--- PAGE EXTRACT ---
────

Skip to content

statspai.inference

inference

Inference module for StatsPAI.

Provides robust inference methods for supported estimator results: - Wild Cluster Bootstrap (Cameron, Gelbach & Miller 2008) - Randomization Inference (Fisher 1935; Young 2019)

FisherResult

Result container for Fisher's exact permutation test.

Attributes:

Name Type Description
statistic float

Observed test statistic.

p_value float

Two-sided permutation p-value.

p_one_sided float

One-sided (greater) permutation p-value.

ci tuple of float

Confidence interval from Hodges-Lehmann inversion.

perm_dist ndarray

Full permutation distribution of the test statistic.

statistic_type str

Name of the test statistic used.

n_perm int

Number of permutations performed.

n_obs int

Number of observations.

n_treated int

Number of treated units.

summary

summary() -> str

Return a formatted summary string.

plot

plot(ax=None, figsize=(8, 5))

Plot the permutation distribution with observed value.

Parameters:

Name Type Description Default
ax matplotlib Axes

Axes to plot on. If None, creates a new figure.

None
figsize tuple

Figure size if creating a new figure.

(8, 5)

Returns:

Type Description
tuple of (fig, ax)

BootstrapResult dataclass

Container for bootstrap inference results.

PATEEstimator

Population Average Treatment Effect estimator.

fit

fit() -> CausalResult

Estimate PATE and return a CausalResult.

MetaAnalysisResult dataclass

Result of a summary-data meta-analysis.

Attributes:

Name Type Description
estimate float

Pooled effect under the chosen model (random-effects by default).

se, ci (float, tuple)

Standard error and confidence interval of the pooled effect.

p_value float

Two-sided p-value for the pooled effect being zero.

method str

"fixed" or "DL" (DerSimonian-Laird random effects).

fixed_estimate, fixed_se float

Fixed-effect pooled estimate and SE (always reported).

random_estimate, random_se float

Random-effects pooled estimate and SE (always reported).

tau2, q, q_df, q_pvalue, i2, h2 float

Between-study variance and heterogeneity statistics.

prediction_interval tuple or None

Random-effects prediction interval (where a future study's true effect is expected to lie); None when fewer than 3 studies.

weights ndarray

Per-study weights under the chosen model (normalised to sum to 1).

egger_test

egger_test() -> Dict[str, float]

Egger's regression test for funnel-plot asymmetry.

Regresses the standard normal deviate y_i / se_i on precision 1 / se_i; a non-zero intercept indicates small-study effects. Requires at least 3 studies.

────

--- DATA EXTRACT ---
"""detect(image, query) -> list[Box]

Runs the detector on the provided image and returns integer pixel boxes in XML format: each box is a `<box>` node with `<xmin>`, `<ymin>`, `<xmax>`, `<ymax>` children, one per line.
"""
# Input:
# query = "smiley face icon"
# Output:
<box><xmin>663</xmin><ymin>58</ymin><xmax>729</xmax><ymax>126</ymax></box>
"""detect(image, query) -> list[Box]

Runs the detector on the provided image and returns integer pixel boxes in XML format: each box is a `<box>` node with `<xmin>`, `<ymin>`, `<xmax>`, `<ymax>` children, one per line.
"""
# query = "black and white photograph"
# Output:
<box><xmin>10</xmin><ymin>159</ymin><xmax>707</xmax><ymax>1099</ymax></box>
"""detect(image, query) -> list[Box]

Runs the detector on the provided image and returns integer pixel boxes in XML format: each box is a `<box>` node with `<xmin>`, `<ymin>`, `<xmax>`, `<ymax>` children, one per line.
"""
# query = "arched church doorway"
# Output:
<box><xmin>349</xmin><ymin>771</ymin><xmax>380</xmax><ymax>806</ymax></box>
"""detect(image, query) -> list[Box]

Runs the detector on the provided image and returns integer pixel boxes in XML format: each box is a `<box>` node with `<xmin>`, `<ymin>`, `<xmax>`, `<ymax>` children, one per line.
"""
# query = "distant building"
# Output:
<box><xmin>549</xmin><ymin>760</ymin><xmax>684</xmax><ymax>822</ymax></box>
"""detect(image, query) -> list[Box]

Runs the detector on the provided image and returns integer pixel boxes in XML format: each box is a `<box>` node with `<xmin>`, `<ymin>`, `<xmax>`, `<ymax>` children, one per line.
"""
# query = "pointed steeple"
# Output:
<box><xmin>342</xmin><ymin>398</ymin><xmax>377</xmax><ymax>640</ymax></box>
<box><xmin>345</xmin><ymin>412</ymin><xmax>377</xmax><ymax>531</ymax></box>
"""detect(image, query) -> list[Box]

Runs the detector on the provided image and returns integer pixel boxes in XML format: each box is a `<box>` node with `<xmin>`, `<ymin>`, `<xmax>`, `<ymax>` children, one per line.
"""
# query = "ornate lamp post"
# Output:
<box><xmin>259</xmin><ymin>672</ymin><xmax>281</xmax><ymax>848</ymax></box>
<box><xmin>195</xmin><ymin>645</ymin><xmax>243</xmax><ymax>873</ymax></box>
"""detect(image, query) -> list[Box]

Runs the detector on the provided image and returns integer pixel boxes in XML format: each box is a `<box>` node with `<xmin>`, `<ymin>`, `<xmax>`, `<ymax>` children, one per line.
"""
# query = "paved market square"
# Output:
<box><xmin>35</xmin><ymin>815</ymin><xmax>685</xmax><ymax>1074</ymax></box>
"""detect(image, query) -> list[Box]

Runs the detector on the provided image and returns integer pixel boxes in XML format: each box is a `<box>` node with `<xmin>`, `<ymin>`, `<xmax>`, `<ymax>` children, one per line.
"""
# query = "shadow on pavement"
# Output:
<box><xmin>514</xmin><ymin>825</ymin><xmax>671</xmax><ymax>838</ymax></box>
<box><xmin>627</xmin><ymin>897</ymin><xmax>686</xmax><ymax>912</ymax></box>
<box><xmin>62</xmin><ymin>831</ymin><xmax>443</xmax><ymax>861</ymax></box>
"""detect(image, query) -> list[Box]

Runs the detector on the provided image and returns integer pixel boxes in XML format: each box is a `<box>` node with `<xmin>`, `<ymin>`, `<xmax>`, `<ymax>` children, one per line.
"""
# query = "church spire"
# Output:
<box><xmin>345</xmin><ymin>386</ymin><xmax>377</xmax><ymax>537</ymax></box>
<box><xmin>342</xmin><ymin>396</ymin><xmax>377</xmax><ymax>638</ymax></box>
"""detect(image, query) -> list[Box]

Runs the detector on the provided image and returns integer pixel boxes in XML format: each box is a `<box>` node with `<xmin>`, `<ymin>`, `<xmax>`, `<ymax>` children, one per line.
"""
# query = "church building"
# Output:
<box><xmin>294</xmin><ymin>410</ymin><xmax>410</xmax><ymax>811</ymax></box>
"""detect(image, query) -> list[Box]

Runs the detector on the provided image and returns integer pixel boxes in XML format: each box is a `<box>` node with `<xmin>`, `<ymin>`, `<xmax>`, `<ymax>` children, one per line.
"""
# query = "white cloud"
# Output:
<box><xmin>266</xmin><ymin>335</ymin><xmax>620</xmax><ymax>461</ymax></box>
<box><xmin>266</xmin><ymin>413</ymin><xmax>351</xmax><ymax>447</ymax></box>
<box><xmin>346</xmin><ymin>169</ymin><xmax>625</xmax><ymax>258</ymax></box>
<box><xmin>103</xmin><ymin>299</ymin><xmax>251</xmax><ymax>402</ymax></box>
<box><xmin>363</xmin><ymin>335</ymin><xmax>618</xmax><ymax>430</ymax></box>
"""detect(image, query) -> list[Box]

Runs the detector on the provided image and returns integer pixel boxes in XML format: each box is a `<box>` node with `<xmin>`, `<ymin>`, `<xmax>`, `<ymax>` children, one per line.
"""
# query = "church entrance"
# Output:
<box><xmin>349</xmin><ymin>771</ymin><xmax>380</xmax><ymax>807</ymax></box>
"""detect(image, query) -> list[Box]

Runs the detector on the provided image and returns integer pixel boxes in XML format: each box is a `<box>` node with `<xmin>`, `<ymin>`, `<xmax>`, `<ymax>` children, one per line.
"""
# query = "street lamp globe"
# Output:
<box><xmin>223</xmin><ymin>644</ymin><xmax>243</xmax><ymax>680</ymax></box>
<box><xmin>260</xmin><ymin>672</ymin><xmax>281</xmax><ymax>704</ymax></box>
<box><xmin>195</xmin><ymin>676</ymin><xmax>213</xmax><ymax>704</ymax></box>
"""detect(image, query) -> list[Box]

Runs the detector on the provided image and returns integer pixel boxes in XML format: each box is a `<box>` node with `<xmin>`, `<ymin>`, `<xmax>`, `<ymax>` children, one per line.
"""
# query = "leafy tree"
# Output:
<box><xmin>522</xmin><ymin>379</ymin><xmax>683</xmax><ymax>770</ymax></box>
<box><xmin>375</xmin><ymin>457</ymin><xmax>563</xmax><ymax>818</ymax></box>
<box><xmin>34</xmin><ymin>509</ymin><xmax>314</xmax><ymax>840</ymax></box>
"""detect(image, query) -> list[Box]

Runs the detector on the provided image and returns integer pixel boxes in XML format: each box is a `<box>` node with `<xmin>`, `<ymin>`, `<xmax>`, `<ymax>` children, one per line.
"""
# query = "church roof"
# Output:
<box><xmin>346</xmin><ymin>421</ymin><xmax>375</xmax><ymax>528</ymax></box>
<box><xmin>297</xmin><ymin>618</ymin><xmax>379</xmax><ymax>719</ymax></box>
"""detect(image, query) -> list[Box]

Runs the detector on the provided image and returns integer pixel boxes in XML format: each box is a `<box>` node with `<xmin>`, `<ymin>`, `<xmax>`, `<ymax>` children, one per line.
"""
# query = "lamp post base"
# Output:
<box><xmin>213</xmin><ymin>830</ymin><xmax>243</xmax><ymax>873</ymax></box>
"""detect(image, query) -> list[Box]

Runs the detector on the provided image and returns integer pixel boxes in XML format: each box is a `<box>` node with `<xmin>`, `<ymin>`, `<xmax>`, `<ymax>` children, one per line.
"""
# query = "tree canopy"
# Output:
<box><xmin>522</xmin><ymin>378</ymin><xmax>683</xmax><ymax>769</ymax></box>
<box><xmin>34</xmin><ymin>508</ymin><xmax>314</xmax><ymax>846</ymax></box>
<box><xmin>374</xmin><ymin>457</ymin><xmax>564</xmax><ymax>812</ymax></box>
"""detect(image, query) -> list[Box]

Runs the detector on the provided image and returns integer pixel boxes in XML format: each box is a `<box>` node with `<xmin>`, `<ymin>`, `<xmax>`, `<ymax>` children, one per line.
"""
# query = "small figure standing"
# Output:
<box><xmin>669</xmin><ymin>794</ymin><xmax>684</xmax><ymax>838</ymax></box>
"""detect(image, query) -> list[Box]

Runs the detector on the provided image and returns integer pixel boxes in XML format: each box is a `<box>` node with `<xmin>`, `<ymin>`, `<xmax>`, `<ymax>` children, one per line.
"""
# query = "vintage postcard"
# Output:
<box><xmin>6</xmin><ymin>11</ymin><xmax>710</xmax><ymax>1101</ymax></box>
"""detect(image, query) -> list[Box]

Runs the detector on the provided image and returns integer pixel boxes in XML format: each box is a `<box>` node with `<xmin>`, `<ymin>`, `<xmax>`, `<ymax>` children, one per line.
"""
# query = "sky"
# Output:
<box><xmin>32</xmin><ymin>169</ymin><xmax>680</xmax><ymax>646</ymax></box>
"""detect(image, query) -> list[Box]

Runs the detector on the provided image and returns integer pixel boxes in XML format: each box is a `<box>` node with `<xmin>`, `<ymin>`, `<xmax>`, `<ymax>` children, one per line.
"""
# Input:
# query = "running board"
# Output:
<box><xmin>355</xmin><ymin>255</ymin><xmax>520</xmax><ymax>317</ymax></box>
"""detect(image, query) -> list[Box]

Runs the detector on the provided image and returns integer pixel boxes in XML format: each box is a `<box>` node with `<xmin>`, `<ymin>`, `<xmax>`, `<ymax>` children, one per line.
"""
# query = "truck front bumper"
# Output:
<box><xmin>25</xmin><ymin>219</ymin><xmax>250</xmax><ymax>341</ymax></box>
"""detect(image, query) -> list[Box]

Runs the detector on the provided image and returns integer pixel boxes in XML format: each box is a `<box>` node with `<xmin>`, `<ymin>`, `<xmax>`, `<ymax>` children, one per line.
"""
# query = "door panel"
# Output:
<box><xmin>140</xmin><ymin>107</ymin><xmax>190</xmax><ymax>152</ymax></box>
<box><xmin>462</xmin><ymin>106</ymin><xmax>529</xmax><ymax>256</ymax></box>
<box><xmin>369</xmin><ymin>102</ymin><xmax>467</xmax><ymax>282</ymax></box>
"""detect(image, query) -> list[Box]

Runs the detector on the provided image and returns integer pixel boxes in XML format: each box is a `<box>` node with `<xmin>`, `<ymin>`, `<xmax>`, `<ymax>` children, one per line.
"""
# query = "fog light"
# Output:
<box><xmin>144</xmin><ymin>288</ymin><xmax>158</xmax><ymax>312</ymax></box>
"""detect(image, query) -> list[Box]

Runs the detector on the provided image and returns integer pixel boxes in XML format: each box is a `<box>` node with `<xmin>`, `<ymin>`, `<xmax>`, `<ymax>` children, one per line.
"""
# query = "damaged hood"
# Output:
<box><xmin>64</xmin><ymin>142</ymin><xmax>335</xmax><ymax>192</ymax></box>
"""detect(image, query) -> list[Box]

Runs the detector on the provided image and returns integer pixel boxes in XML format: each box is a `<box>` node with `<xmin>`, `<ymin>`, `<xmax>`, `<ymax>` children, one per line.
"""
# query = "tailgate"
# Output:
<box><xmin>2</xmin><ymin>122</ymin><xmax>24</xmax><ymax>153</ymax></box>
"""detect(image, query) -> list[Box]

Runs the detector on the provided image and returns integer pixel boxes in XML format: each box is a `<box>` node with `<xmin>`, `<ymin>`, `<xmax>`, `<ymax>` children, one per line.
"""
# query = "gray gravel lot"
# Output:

────

--- STATED EXERCISE ---
Transcribe the StatsPAI inference documentation word for word, starting with "Provides robust inference" and going on through "1935; Young 2019)".

--- ANSWER TO THIS EXERCISE ---
Provides robust inference methods for supported estimator results: - Wild Cluster Bootstrap (Cameron, Gelbach & Miller 2008) - Randomization Inference (Fisher 1935; Young 2019)